I COMPITI:
• 1. Traduci in inglese questa frase dell'estratto sui bambini e gli animali: "I sogni più belli sono quelli che si possono fare ad occhi aperti".
• 2. Secondo l'estratto sui bambini e gli animali, quanti bambini su dieci non sono mai entrati in una stalla?
• 3. Per favore, scrivi il seguito dell'estratto sui bambini e gli animali, partendo dopo la sua ultima frase.

E’ di questi giorni la notizia che i bambini italiani, soprattutto quelli che vivono nelle grandi città, hanno la possibilità di vedere gli animali dal vivo grazie ai circhi e agli zoo. Otto su dieci non sono mai entrati in una stalla per rendersi conto da dove arriva il latte col quale fanno colazione. E’ quanto emerge da una indagine di Coldiretti realizzata in accordo col ministero della Pubblica istruzione e dell’Università in occasione della presentazione del primo censimento delle fattorie didattiche.
Sul versante degli zoo era stato l’etologo Giorgio Celli – purtroppo deceduto due settimane fa a Bologna – a ricordare con un sano realismo, che “ai bambini che vivono in città non bastano i video scientifici della televisione per evocare in loro quell’emozione fondamentale, direi primordiale, che si prova fissando negli occhi, anche attraverso le sbarre, una tigre in carne e ossa”. E aggiungeva: “Si può così congetturare che questi poveri animali prigionieri siano lì, in quelle gabbie e al di là di quei fossati, per dare testimonianza di quelli che vivono nei territori d’origine e che è necessario salvaguardare. Se è vero che lontan dagli occhi lontan dal cuore, si impara ad amare gli elefanti cominciando dall’area conclusa di un zoo. I sogni più belli sono quelli che si possono fare ad occhi aperti”.

DATI GREZZI:
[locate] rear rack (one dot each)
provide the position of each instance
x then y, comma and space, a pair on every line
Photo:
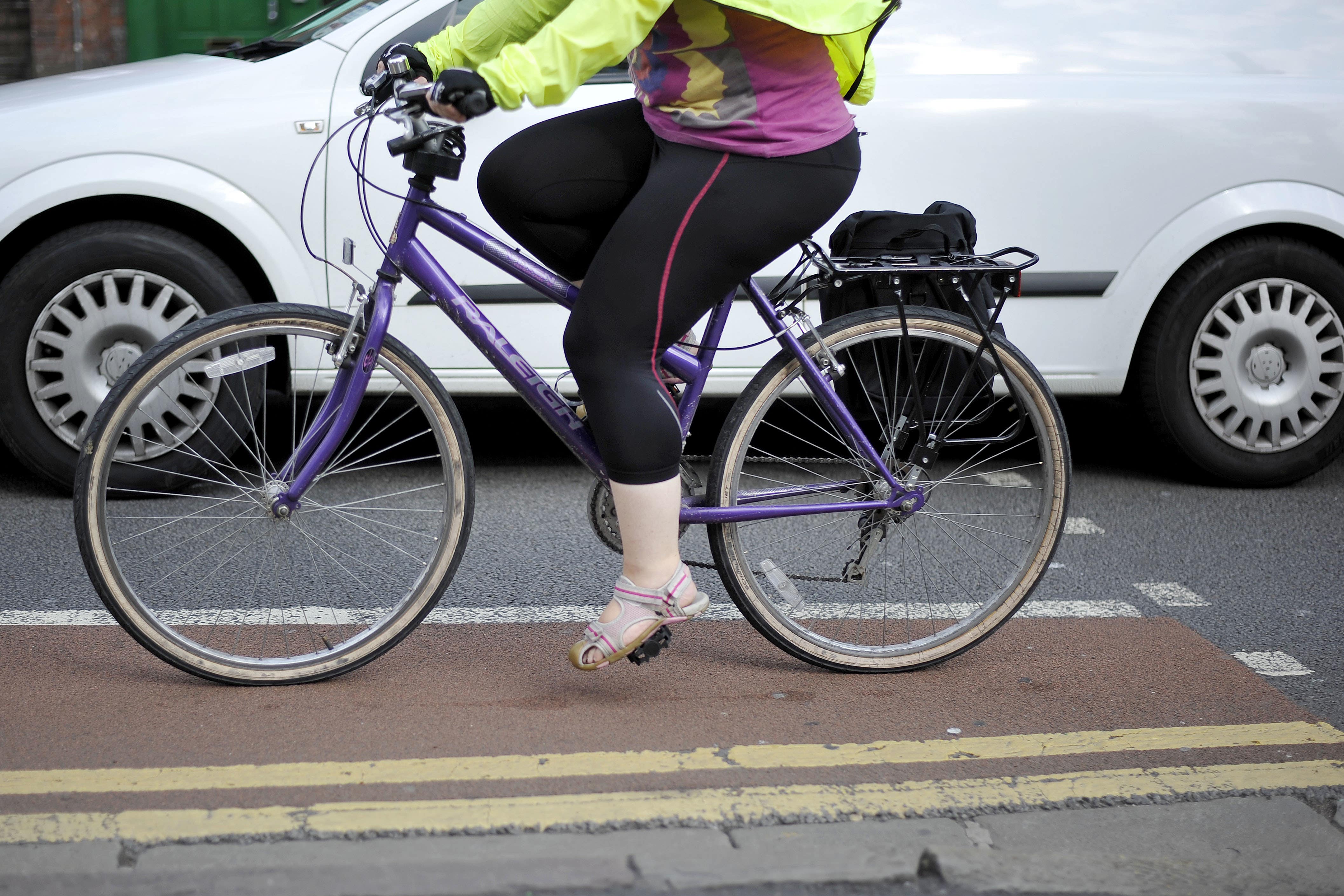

RISPOSTE:
• 1. The most beautiful dreams are the ones you can have with your eyes open.

• 2. Otto su dieci.

• 3.
Negli zoo gli animali si osservano in maniera distaccata, ma nei circhi scatta una sorta di vicinanza affettiva, perché leoni, tigri ed elefanti cessano di essere guardati con paura e diventano “artisti” coi quali familiarizzare, amici e complici che collaborano con l’uomo. I numeri con gli animali, infatti, che danno i migliori risultati in pista, sono frutto di un rapporto affettivo fra ammaestratore e animale. Il prof. Alberto Simonetta, studioso di fama internazionale, a lungo zoologo all’università di Firenze, proprio a Circo.it ha spiegato che “la vera e massima utilità del circo è quella di far vedere come sia possibile raggiungere con quasi ogni sorta di animali, un vero rapporto di collaborazione, come sia possibile, per un bambino, giocarci insieme, ma anche come si deve imparare a giocare con gli animali, che non sono dei peluche. Molti degli incidenti che purtroppo succedono ai bambini sono dovuti al fatto che essi non vengono adeguatamente educati ad interagire con i vari tipi di animali e a capirne il “linguaggio”. Sotto questo aspetto il potenziale educativo dei circhi mi sembra ancora poco sfruttato”.
Adesso dal mondo del circo arriva una nuova iniziativa che s’inserisce nel filone della conoscenza degli animali che si è soliti vedere in pista. A promuoverla è stata l’European Circus Association, che ha fatto stampare da Roberto Fazzini un album da colorare, in quattro lingue (italiano, inglese, tedesco e francese) che viene distribuito nei circhi su scala internazionale e che sta incontrando un’accoglienza calorosissima da parte dei piccoli e grandi fruitori degli spettacoli sotto al tendone.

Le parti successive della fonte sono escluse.